- **Instructions for the task**
Rescale the lines between the one holding "I need to verify: does any concrete" and the one holding "[0,172,402,317]", inclusive, reproducing them in full with the requests, and multiply every bounding-box coordinate in the answers by 1.75, rounding to whole numbers with halves rounded up. Give only those lines.

..........

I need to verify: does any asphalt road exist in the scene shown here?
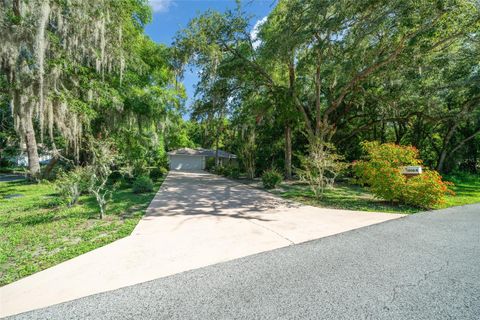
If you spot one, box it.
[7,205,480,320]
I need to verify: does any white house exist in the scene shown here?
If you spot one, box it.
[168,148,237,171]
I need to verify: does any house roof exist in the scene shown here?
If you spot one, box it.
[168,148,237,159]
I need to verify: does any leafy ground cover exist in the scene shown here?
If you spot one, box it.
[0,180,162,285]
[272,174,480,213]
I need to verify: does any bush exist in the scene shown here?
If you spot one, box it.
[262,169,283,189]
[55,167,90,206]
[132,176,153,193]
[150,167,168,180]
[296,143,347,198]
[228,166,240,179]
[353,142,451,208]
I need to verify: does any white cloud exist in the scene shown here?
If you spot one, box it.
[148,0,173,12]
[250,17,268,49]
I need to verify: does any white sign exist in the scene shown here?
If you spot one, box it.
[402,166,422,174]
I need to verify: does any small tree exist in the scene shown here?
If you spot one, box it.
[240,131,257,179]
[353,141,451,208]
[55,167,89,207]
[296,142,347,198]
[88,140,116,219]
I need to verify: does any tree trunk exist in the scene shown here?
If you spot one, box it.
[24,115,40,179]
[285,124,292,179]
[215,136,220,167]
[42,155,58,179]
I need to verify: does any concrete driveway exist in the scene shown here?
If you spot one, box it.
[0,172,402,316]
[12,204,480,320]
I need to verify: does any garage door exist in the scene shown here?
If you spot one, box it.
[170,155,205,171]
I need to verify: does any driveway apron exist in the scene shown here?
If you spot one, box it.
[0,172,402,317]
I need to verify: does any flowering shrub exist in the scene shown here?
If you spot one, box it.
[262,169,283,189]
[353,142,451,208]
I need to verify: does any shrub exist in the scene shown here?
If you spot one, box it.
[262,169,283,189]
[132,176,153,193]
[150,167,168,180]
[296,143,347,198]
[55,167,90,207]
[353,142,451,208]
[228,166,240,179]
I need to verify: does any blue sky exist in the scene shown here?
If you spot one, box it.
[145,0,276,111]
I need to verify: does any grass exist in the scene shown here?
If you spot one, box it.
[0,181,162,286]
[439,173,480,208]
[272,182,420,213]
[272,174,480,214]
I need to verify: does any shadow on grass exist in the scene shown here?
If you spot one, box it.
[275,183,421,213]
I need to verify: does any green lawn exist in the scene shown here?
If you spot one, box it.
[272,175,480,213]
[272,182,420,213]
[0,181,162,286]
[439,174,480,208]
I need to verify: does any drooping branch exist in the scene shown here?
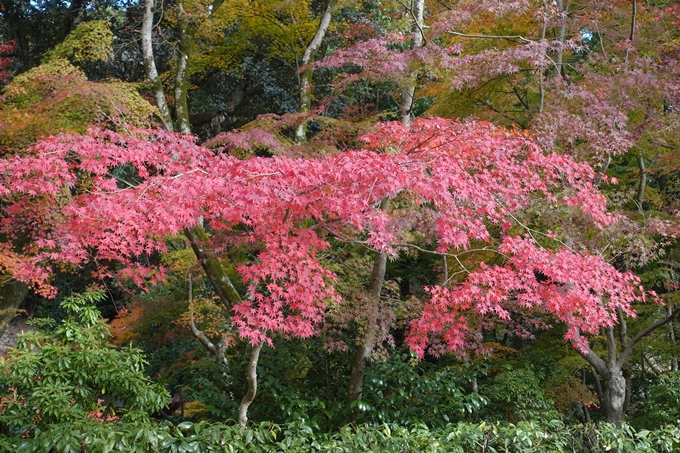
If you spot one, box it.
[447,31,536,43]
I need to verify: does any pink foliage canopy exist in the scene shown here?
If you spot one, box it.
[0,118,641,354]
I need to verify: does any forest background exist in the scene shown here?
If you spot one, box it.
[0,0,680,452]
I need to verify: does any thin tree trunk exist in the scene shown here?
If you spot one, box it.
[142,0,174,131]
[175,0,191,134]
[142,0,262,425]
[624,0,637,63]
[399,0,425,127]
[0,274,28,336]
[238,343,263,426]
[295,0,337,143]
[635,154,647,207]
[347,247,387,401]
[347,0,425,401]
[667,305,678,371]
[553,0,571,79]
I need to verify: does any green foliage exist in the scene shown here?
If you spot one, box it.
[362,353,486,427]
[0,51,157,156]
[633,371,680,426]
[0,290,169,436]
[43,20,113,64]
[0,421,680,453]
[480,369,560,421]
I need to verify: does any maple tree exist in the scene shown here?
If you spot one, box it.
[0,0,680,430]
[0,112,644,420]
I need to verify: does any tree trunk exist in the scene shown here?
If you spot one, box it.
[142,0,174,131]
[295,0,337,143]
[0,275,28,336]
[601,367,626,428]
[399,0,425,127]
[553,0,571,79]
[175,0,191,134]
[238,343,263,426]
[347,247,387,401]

..........

- **Task result**
I need to verify: does any concrete driveway exist in the scene shown here?
If you spot one, box it.
[0,301,704,553]
[21,357,840,560]
I need to verify: does any garage door exist in the scene shown here?
If you spot one, box it.
[298,271,359,299]
I need to verify: does any driveway apron exist in the scene shown here?
If you spot one, box it.
[0,301,704,555]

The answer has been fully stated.